__Task list__:
A. In the plot summary, which actor is cast as "P.W. Herman" in the studio's film?
B. Copy word for word the stretch of the plot summary that begins at the words "Having escaped the" and stops after "has been dubbed.".
C. List every name of a person or character that appears in the plot summary.

Having escaped the lot, Pee-wee discovers a burning pet shop and rescues the animals. The firefighters declare Pee-wee a hero, but the police tells them he's a criminal and arrest Pee-wee for his intrusion at the studio. They return Pee-wee to the studio to face Warner Bros. president Terry Hawthorne. After Pee-wee pleads his case that the bike belongs to him, Hawthorne decides to drop the charges and return Pee-wee's bike in exchange for the rights to adapt his story into a film starring James Brolin as "P.W. Herman" and Morgan Fairchild as Dottie. In the film, the characters must retrieve their stolen motorbike – which contains an important microfilm – from the Soviets. Pee-wee has a bit role as a hotel bellhop, though his voice has been dubbed.

Seeing the film at a drive-in theater, Pee-wee gives refreshments to the different people he met along his journey, then joins Dottie at their bikes. He also encounters Francis, who tells reporters he is Pee-wee's best friend and that he taught Pee-wee how to ride. Francis claims to be knowledgeable about Pee-wee's bike, but sets off one of the bicycle's gadgets, catapulting himself into the air.

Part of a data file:
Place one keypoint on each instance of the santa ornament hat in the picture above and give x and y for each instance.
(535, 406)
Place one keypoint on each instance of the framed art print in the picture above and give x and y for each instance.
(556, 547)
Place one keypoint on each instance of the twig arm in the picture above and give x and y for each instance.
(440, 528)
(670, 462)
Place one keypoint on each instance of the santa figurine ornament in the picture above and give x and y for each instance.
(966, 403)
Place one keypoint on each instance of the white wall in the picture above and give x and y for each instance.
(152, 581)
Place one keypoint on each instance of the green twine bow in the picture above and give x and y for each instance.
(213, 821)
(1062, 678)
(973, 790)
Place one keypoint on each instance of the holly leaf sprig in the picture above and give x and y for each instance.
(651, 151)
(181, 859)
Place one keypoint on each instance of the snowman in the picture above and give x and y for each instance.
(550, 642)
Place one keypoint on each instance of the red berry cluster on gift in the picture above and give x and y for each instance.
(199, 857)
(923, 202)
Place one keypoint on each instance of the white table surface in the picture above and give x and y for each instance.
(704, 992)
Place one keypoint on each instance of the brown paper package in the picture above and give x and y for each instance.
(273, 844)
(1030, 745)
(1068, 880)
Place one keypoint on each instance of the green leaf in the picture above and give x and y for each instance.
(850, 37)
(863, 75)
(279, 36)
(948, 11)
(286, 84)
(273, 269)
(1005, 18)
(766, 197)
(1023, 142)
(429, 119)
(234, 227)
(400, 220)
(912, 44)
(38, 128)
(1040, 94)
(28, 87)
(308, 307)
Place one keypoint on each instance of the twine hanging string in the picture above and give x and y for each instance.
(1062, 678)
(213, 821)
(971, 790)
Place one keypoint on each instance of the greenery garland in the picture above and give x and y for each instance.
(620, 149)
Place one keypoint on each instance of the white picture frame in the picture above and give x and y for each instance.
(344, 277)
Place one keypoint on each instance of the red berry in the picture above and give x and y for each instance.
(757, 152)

__Answers below__:
A. James Brolin

B.
Having escaped the lot, Pee-wee discovers a burning pet shop and rescues the animals. The firefighters declare Pee-wee a hero, but the police tells them he's a criminal and arrest Pee-wee for his intrusion at the studio. They return Pee-wee to the studio to face Warner Bros. president Terry Hawthorne. After Pee-wee pleads his case that the bike belongs to him, Hawthorne decides to drop the charges and return Pee-wee's bike in exchange for the rights to adapt his story into a film starring James Brolin as "P.W. Herman" and Morgan Fairchild as Dottie. In the film, the characters must retrieve their stolen motorbike – which contains an important microfilm – from the Soviets. Pee-wee has a bit role as a hotel bellhop, though his voice has been dubbed.

C. Pee-wee, Terry Hawthorne, James Brolin, P.W. Herman, Morgan Fairchild, Dottie, Francis